[YOUR GOAL]
When you reach the records below, repeat each one exactly as written.

[Saved data entries]
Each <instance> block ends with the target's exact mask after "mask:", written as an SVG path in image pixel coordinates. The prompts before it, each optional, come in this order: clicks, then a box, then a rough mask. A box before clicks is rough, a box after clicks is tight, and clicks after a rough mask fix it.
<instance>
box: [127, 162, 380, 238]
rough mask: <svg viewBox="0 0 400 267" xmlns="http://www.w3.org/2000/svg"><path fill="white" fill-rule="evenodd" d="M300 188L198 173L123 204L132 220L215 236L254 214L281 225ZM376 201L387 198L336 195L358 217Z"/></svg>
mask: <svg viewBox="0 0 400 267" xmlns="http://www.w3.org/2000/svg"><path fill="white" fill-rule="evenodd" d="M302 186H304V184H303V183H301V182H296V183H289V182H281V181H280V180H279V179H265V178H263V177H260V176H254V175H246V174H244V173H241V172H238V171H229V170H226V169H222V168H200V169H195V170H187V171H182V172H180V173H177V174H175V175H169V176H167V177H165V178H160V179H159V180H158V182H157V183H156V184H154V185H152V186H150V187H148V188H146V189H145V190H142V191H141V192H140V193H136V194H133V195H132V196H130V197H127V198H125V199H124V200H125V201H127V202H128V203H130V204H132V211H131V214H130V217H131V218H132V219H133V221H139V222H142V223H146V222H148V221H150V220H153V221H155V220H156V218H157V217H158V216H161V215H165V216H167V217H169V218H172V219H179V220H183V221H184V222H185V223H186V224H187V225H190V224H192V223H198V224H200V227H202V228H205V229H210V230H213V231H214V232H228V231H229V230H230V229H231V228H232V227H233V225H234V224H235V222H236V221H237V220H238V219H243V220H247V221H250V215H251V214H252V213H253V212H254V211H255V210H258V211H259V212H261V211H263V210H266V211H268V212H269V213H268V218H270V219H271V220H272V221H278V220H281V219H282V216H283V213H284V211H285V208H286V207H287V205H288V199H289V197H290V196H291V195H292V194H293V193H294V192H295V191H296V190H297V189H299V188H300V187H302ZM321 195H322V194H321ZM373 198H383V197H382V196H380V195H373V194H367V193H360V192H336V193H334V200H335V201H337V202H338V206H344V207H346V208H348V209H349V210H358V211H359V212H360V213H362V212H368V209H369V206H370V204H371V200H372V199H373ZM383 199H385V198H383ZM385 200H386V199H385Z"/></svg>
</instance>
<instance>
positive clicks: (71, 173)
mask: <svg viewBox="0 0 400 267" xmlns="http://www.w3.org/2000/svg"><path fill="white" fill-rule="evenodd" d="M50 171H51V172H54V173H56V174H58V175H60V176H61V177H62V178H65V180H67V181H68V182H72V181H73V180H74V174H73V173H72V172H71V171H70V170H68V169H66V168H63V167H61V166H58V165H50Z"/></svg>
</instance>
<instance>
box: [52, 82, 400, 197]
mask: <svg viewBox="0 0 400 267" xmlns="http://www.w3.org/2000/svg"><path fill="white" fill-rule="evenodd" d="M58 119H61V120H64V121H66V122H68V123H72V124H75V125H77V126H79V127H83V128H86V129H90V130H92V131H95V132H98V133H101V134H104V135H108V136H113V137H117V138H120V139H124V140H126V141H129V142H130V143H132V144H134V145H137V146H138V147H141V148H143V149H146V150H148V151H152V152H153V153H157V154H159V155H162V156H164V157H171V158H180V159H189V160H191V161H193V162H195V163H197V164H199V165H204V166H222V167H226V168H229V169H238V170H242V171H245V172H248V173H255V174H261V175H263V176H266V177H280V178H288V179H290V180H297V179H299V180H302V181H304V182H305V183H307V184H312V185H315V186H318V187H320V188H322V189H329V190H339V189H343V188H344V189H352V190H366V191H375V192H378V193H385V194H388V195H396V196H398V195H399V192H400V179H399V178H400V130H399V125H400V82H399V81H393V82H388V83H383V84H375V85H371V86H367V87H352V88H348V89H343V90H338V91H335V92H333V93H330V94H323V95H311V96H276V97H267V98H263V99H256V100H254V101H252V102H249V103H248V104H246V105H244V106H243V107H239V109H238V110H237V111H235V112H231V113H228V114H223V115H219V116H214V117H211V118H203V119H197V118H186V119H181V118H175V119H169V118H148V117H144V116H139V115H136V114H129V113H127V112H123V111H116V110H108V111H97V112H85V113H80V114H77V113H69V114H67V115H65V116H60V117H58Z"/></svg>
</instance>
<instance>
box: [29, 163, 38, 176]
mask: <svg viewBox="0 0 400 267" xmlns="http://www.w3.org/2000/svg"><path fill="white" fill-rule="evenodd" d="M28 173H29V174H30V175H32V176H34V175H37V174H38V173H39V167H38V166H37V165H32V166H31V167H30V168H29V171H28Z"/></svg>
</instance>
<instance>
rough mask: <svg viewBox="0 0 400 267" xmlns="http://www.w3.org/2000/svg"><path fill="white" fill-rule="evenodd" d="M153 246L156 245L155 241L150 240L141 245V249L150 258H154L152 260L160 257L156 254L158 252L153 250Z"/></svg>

[TASK RESULT]
Each <instance> block ends with the target's exact mask after "mask:", written as an SVG path in image pixel coordinates. The prompts before it, each optional, come in this order: clicks, then a box, then a rough mask. A box before clicks is rough, a box after clicks is tight, and clicks after a rough mask fix it.
<instance>
box: [127, 162, 380, 238]
rough mask: <svg viewBox="0 0 400 267" xmlns="http://www.w3.org/2000/svg"><path fill="white" fill-rule="evenodd" d="M300 188L198 173L123 204L132 220L215 236L254 214L281 225ZM376 201L387 198L336 195L358 217Z"/></svg>
mask: <svg viewBox="0 0 400 267" xmlns="http://www.w3.org/2000/svg"><path fill="white" fill-rule="evenodd" d="M302 186H304V184H303V183H301V182H296V183H289V182H281V181H280V180H279V179H265V178H263V177H260V176H254V175H246V174H244V173H241V172H238V171H229V170H226V169H222V168H200V169H195V170H187V171H182V172H180V173H177V174H175V175H169V176H167V177H165V178H160V179H159V180H158V182H157V183H156V184H154V185H152V186H150V187H148V188H146V189H145V190H142V191H141V192H140V193H136V194H133V195H132V196H130V197H127V198H125V199H124V200H125V201H127V202H128V203H130V204H132V211H131V214H130V217H131V218H132V219H133V221H139V222H142V223H146V222H148V221H150V220H153V221H155V220H156V218H157V217H158V216H161V215H165V216H167V217H169V218H172V219H179V220H183V221H184V222H185V223H186V224H187V225H190V224H192V223H198V224H200V227H202V228H205V229H210V230H213V231H214V232H228V231H229V230H230V229H231V228H232V227H233V225H234V224H235V222H236V221H237V220H238V219H243V220H247V221H250V215H251V214H252V213H253V212H254V211H255V210H258V211H259V212H261V211H263V210H266V211H268V212H269V213H268V218H270V219H271V220H272V221H278V220H281V219H282V216H283V213H284V211H285V208H286V207H287V205H288V199H289V197H290V196H291V195H292V194H293V193H294V192H295V191H296V190H297V189H299V188H300V187H302ZM321 195H322V194H321ZM373 198H383V197H382V196H380V195H373V194H367V193H360V192H336V193H334V200H335V201H337V202H338V206H344V207H346V208H348V209H349V210H358V211H359V212H360V213H362V212H368V209H369V206H370V204H371V200H372V199H373ZM383 199H385V198H383ZM385 200H386V199H385Z"/></svg>
</instance>
<instance>
positive clicks: (71, 173)
mask: <svg viewBox="0 0 400 267" xmlns="http://www.w3.org/2000/svg"><path fill="white" fill-rule="evenodd" d="M50 171H51V172H54V173H56V174H58V175H60V176H61V177H62V178H65V180H67V181H68V182H72V181H73V180H74V174H73V173H72V172H71V171H70V170H68V169H66V168H63V167H61V166H58V165H50Z"/></svg>
</instance>
<instance>
box: [52, 82, 400, 197]
mask: <svg viewBox="0 0 400 267" xmlns="http://www.w3.org/2000/svg"><path fill="white" fill-rule="evenodd" d="M58 119H61V120H64V121H66V122H68V123H72V124H75V125H77V126H79V127H83V128H86V129H90V130H92V131H95V132H98V133H101V134H104V135H108V136H113V137H117V138H120V139H124V140H126V141H129V142H130V143H132V144H134V145H137V146H138V147H141V148H143V149H146V150H148V151H152V152H153V153H157V154H159V155H162V156H164V157H171V158H180V159H189V160H191V161H193V162H195V163H197V164H199V165H204V166H222V167H226V168H229V169H238V170H242V171H245V172H248V173H255V174H261V175H263V176H266V177H280V178H288V179H290V180H297V179H299V180H302V181H304V182H305V183H307V184H312V185H315V186H318V187H320V188H322V189H329V190H339V189H343V188H344V189H352V190H366V191H375V192H378V193H385V194H388V195H396V196H398V195H399V192H400V179H399V178H400V130H399V125H400V82H399V81H393V82H388V83H383V84H375V85H371V86H367V87H352V88H348V89H343V90H338V91H335V92H333V93H330V94H323V95H311V96H276V97H267V98H263V99H256V100H254V101H252V102H249V103H248V104H246V105H244V106H243V107H239V109H238V110H237V111H235V112H231V113H228V114H223V115H219V116H214V117H211V118H203V119H197V118H186V119H181V118H175V119H169V118H148V117H144V116H139V115H136V114H129V113H127V112H123V111H116V110H108V111H97V112H85V113H80V114H77V113H69V114H67V115H65V116H60V117H58Z"/></svg>
</instance>
<instance>
box: [29, 163, 38, 176]
mask: <svg viewBox="0 0 400 267" xmlns="http://www.w3.org/2000/svg"><path fill="white" fill-rule="evenodd" d="M28 173H29V174H30V175H32V176H34V175H37V174H38V173H39V167H38V166H37V165H32V166H31V167H30V168H29V171H28Z"/></svg>
</instance>
<instance>
rough mask: <svg viewBox="0 0 400 267" xmlns="http://www.w3.org/2000/svg"><path fill="white" fill-rule="evenodd" d="M153 246L156 245L155 241L150 240L141 245V249L150 258H154L152 260L160 257L156 254L158 252L153 250Z"/></svg>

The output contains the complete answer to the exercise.